TASK INSTRUCTIONS:
• A. Decide whether each statement agrees with the caliper thread, and answer yes or no with the deciding words of the thread quoted exactly: (i) Poje's ZZP brakes came with red powder coated calipers; (ii) WhiteAndBright bought new caliper paint for the job; (iii) IROCZILLA suggested yellow calipers.
• B. Answer these questions from the caliper thread:
(i) Which state does ErikBEggs mention possibly leaving?
(ii) What color are the ties that Chris2298 says he noticed?
(iii) What color is the RS logo on the side of Poje's car?
• C. List every color named in the body of the posts in the caliper thread, leaving out colors that appear only in usernames.

PAGE EXTRACT:
━━━━━━━━━━━━━━━━━━━━━━━━━━━━━━

# Black Cruze, Red Calipers



## iKermit (Dec 13, 2010)

Red/Black= ME GUSTA

It will look good, orange too but maybe that's too out there.


----------



## jblackburn (Apr 14, 2012)

I would do this if I didn't have drums. And black wheels.


----------



## IROCZILLA (Jun 29, 2012)

ErikBEggs said:


> Any of you with a Black Cruze and Alloy wheels (any size) can I get a pic of red Calipers? Thanks.
> 
> Thinking of doing this... not sure yet though. If any of you elected a different color (Black, Yellow) for Caliper paint please feel free to show as well! I'm strongly considering either Red or Black. Black would be nice and subtle.. would show with the stock LTZ wheels. Red is a bit loud but it would match.. it always matches because of the tail lights.


Yellow calipers...to match your bowtie and plate


----------



## Rocky87 (Apr 28, 2013)

jblackburn said:


> I would do this if I didn't have drums. And black wheels.


I feel your pain


----------



## XtremeAaron (Jan 22, 2012)

Erik you love that ugly yellow on your bow ties and ugly license plate so why not ugly yellow!?


----------



## ErikBEggs (Aug 20, 2011)

LOL!! So who here is good at photoshop??!?!

You know what would suck though, what if I leave New York and my Gold Plate? Then what??!


----------



## eluntyx (Jun 13, 2013)

Here is mine. Dont mind the dirt car and zip tied bumper. Such is life.

I like the front, and i think the drum brakes are an abyss of junk.


----------



## Chris2298 (Aug 1, 2012)

I've got say, the twist ties are pretty **** ingenuitive, and if they weren't blue I wouldn't have noticed...


----------



## rmass09 (Apr 17, 2011)

eluntyx said:


> Here is mine. Dont mind the dirt car and zip tied bumper. Such is life.
> 
> I like the front, and i think the drum brakes are an abyss of junk.


You should get red Zip Ties then it will sorta match, also those zip ties are very nicely spaced. good job working with what you had!


----------



## Poje (Aug 2, 2012)

ErikBEggs said:


> Any of you with a Black Cruze and Alloy wheels (any size) can I get a pic of red Calipers? Thanks.
> 
> Thinking of doing this... not sure yet though. If any of you elected a different color (Black, Yellow) for Caliper paint please feel free to show as well! I'm strongly considering either Red or Black. Black would be nice and subtle.. would show with the stock LTZ wheels. Red is a bit loud but it would match.. it always matches because of the tail lights.


The ZZP brakes i have installed have Red powder coated Calipers and because of that i almost didnt buy them.

I dont like flashy stuff, i even thought of having them re-powder coated Black, but when i saw them installed on the Car, i realised that since i had a RS RED LOGO on the side, the Red calipers went really well with them and it looked good !

You have an RS too and just because of that logo it wont look out of place.


----------



## WhiteAndBright (Mar 4, 2013)

I had a jar of caliper paint left over from about 6 years ago and it went on fine and looks great.. Hope this helps..


----------



## alyupe11 (Jun 9, 2013)

Black with the red looks good...


----------

━━━━━━━━━━━━━━━━━━━━━━━━━━━━━━

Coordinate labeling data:
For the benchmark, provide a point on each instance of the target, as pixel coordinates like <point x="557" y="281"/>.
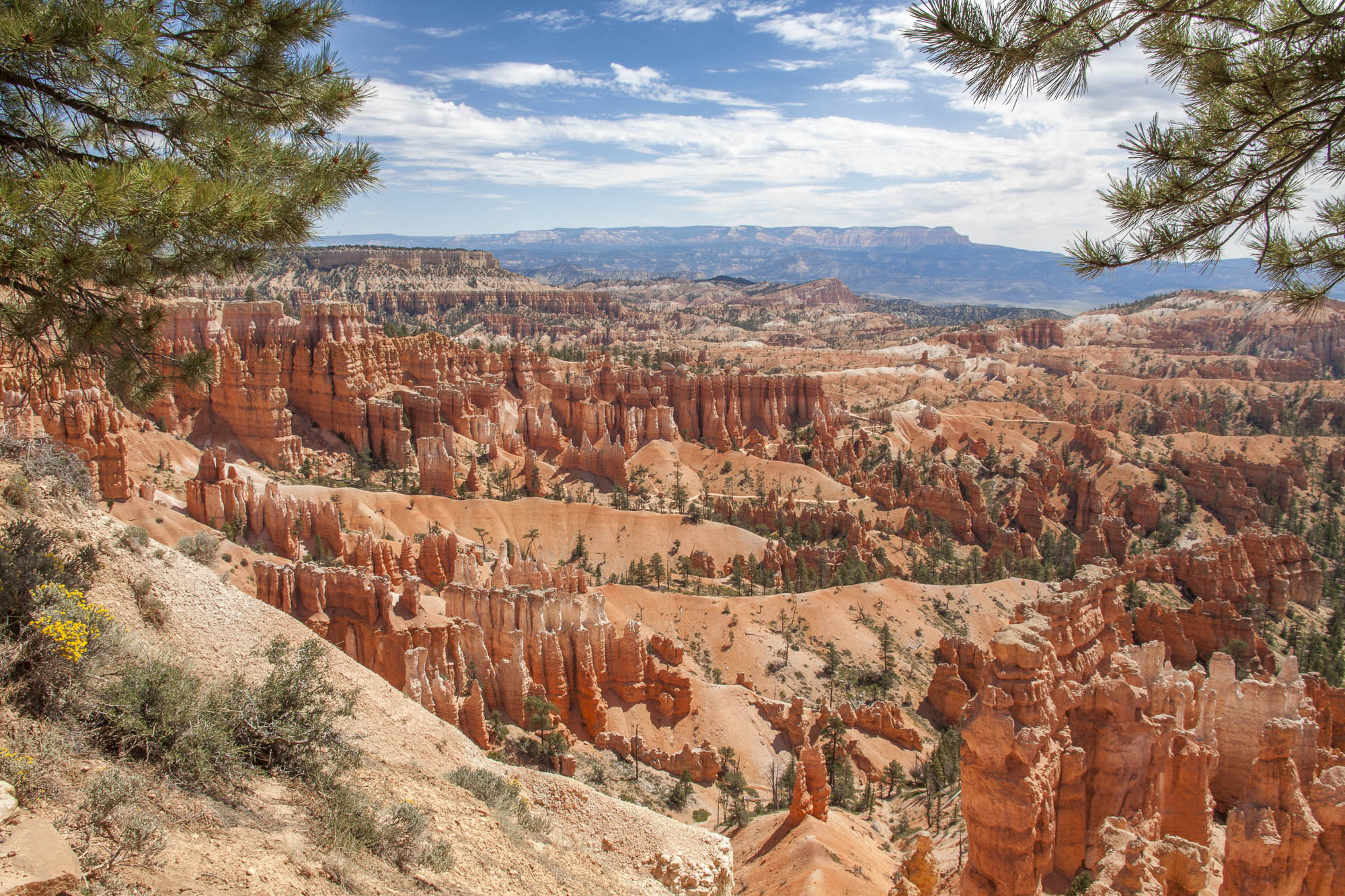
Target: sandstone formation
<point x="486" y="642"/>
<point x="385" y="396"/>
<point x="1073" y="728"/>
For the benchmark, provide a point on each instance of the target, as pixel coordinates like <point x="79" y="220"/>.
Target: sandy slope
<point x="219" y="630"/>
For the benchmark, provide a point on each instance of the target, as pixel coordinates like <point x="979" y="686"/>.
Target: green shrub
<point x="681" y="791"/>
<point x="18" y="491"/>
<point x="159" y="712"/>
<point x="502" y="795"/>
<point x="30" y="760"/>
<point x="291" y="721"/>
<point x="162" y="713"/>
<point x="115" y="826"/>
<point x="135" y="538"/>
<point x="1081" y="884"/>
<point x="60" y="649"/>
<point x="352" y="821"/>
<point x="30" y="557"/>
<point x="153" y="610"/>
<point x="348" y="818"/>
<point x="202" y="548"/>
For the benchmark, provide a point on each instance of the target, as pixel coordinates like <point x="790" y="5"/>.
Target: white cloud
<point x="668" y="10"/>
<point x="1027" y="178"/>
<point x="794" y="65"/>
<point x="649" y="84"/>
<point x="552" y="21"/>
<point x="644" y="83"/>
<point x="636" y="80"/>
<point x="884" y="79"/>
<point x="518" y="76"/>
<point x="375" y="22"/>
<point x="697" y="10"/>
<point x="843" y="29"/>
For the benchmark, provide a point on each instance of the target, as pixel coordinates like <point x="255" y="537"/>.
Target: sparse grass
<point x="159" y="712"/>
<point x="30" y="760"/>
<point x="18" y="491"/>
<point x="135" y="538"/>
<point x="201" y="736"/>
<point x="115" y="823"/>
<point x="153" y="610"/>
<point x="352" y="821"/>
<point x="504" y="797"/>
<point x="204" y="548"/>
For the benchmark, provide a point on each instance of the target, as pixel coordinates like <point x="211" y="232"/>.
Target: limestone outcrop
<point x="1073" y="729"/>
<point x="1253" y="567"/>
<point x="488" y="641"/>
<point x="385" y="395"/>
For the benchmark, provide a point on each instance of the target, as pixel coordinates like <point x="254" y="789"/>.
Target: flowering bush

━━━━━━━━━━━━━━━━━━━━━━━━━━━━━━

TASK ANSWERS:
• A.
(i) Yes: "The ZZP brakes i have installed have Red powder coated Calipers"
(ii) No: "I had a jar of caliper paint left over from about 6 years ago"
(iii) Yes: "Yellow calipers...to match your bowtie and plate"

• B.
(i) New York
(ii) Blue
(iii) Red

• C. Red, black, orange, yellow, gold, blue